* _Text_:
====================
Children do not receive any known health or medical benefits from following schedules that delay vaccines. Vaccines are arguably the safest, best-tested products we put into our bodies, so the choice not to get them or to delay them is a choice to take a different and much more potentially serious risk.

Infants and young children who do not follow the recommended immunization schedules and instead spread out shots—or leave out shots—are at risk of developing diseases during the time that the shots are delayed. This results in more frequent visits to the doctor’s office, more stress and anticipation of shots and increased costs for you.

There is no evidence that delaying or spreading out vaccines is any safer than simply following the recommended schedule set by the CDC. There is plenty of evidence that the recommended immunization schedule is safe and effective, as the timing of vaccines given has been carefully tested, studied and reviewed prior to being recommended for children.

If your child falls behind the recommended schedule, you can talk to your child’s doctor about catching them up, reducing the amount of time the child is left exposed to vaccine-preventable diseases.

Parents who are concerned about the number of shots given at one time can reduce the number given at a visit by using the flexibility built into the current recommended immunization schedule. For example, the third dose of Hepatitis B vaccine can be given at 6 through 18 months of age. Parents can work with their child’s health care professional to have their child receive this dose at any time during this recommended age range. But remember, by vaccinating your child at the earliest recommended age, they are protected earlier in life. The longer you wait to give a dose, the longer your child goes not fully protected.
====================
* _Requirement_:
In the text on vaccine schedules, what age range is given for the third dose of Hepatitis B vaccine? The entries come from a separate source, not from this text about vaccine schedules.

* _Extracted information_:
====================
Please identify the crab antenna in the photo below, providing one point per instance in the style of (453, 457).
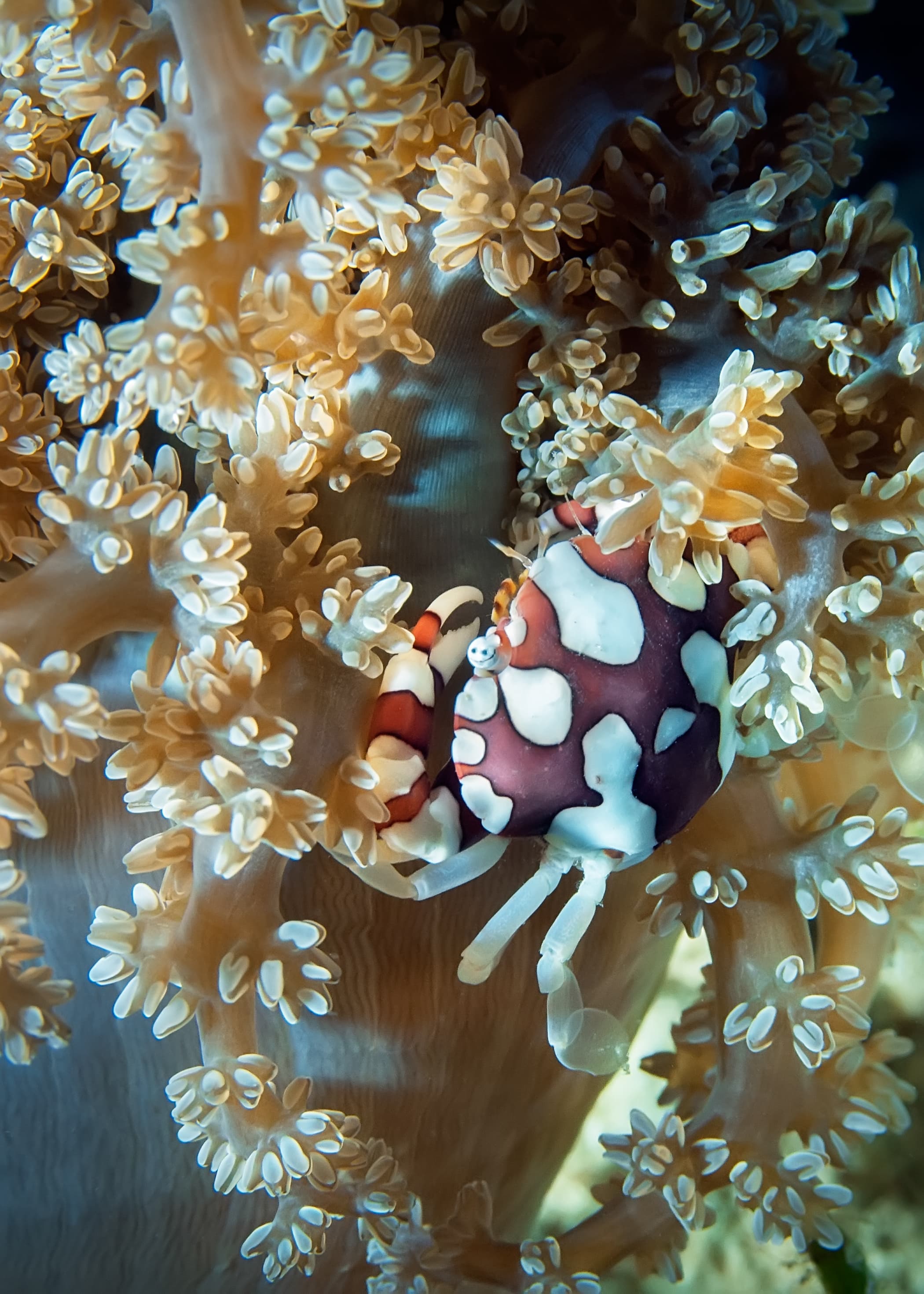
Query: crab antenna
(512, 553)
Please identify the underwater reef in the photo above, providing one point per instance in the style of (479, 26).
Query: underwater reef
(462, 536)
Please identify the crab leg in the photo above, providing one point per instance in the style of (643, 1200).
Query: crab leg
(422, 822)
(482, 956)
(465, 866)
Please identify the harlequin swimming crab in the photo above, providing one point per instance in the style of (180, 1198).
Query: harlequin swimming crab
(597, 717)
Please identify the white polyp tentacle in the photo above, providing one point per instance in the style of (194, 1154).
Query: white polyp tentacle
(465, 866)
(482, 956)
(572, 922)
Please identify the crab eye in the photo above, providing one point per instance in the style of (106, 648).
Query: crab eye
(490, 655)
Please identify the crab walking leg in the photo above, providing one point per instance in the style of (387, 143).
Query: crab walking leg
(465, 866)
(571, 924)
(422, 823)
(482, 956)
(582, 1037)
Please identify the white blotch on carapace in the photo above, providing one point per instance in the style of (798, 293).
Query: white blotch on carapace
(597, 618)
(675, 722)
(539, 703)
(707, 667)
(469, 747)
(434, 834)
(611, 756)
(411, 672)
(478, 699)
(492, 810)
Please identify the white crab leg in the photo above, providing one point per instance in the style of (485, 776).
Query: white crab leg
(571, 924)
(584, 1038)
(480, 957)
(460, 869)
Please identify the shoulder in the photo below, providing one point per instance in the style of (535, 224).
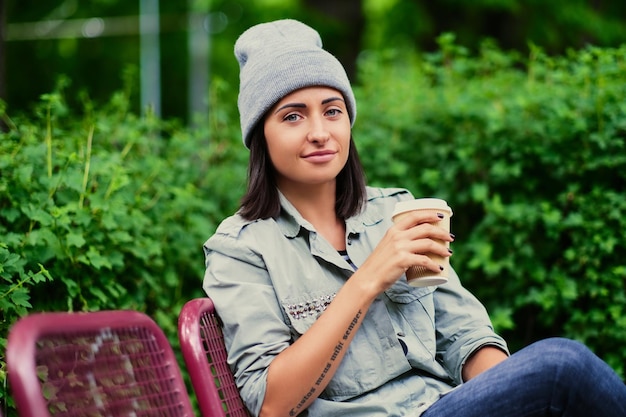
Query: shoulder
(236, 235)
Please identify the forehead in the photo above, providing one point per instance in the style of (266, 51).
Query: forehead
(314, 94)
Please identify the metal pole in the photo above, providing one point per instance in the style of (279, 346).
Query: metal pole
(150, 56)
(198, 45)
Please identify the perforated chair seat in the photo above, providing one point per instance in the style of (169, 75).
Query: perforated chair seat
(108, 363)
(202, 345)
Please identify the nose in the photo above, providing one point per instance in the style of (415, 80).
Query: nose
(318, 131)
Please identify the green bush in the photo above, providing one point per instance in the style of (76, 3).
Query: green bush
(531, 155)
(101, 208)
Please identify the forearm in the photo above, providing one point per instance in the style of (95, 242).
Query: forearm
(299, 374)
(483, 359)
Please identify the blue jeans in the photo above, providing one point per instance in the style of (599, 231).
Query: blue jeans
(553, 377)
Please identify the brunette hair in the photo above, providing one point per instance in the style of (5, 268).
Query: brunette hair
(261, 198)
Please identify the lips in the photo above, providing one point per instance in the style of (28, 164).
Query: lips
(320, 156)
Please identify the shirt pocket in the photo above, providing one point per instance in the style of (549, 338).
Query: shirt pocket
(416, 307)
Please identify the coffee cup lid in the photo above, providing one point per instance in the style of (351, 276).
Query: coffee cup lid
(421, 204)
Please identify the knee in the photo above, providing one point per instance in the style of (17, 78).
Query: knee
(569, 358)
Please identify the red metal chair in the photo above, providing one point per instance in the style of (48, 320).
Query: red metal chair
(202, 344)
(107, 363)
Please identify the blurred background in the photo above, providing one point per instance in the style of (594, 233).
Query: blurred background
(120, 148)
(169, 52)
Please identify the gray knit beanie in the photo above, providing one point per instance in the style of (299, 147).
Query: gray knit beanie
(277, 58)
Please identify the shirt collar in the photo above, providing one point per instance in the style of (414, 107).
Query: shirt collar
(291, 222)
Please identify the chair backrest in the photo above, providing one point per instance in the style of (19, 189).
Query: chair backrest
(202, 345)
(107, 363)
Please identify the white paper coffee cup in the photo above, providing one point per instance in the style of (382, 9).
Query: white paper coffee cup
(420, 276)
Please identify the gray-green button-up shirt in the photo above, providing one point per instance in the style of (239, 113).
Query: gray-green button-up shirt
(271, 279)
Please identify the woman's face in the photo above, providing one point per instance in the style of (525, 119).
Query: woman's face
(308, 137)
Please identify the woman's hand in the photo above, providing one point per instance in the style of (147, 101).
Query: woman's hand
(406, 243)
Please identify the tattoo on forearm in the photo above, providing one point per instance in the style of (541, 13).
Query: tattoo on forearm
(329, 364)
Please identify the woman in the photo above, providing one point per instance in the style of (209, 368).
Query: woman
(309, 275)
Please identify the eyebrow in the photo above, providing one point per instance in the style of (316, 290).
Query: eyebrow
(302, 105)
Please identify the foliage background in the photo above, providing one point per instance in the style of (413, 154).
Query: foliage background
(103, 205)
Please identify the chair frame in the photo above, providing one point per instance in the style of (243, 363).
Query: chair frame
(26, 332)
(204, 352)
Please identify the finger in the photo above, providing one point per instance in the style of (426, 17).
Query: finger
(413, 218)
(429, 231)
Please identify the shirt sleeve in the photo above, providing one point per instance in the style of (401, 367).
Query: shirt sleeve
(462, 326)
(254, 328)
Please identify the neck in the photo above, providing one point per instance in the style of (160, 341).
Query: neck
(317, 206)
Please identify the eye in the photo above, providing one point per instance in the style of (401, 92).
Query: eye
(333, 112)
(291, 117)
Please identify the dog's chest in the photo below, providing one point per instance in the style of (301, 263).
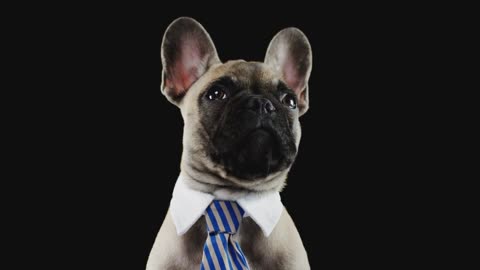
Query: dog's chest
(260, 254)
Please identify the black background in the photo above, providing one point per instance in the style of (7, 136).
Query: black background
(122, 139)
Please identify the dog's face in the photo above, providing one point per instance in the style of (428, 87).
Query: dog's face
(241, 118)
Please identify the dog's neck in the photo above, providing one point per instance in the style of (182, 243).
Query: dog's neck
(224, 189)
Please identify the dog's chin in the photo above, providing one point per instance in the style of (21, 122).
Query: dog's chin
(257, 155)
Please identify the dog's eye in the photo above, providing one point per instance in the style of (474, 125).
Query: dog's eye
(216, 93)
(290, 101)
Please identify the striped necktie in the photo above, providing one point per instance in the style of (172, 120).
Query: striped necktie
(220, 251)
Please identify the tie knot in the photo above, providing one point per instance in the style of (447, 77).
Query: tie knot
(223, 216)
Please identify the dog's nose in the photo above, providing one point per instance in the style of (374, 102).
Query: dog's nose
(260, 105)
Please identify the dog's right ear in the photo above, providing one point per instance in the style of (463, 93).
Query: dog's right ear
(187, 52)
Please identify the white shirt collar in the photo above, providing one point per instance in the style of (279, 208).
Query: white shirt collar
(188, 205)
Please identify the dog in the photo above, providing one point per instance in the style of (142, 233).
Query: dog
(240, 139)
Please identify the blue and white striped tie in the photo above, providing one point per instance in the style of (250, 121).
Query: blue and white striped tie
(221, 252)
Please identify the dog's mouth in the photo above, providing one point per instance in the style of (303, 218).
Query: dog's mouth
(256, 154)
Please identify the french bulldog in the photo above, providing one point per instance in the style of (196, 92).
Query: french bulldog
(241, 136)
====================
* _Exercise response_:
6 through 18 months of age.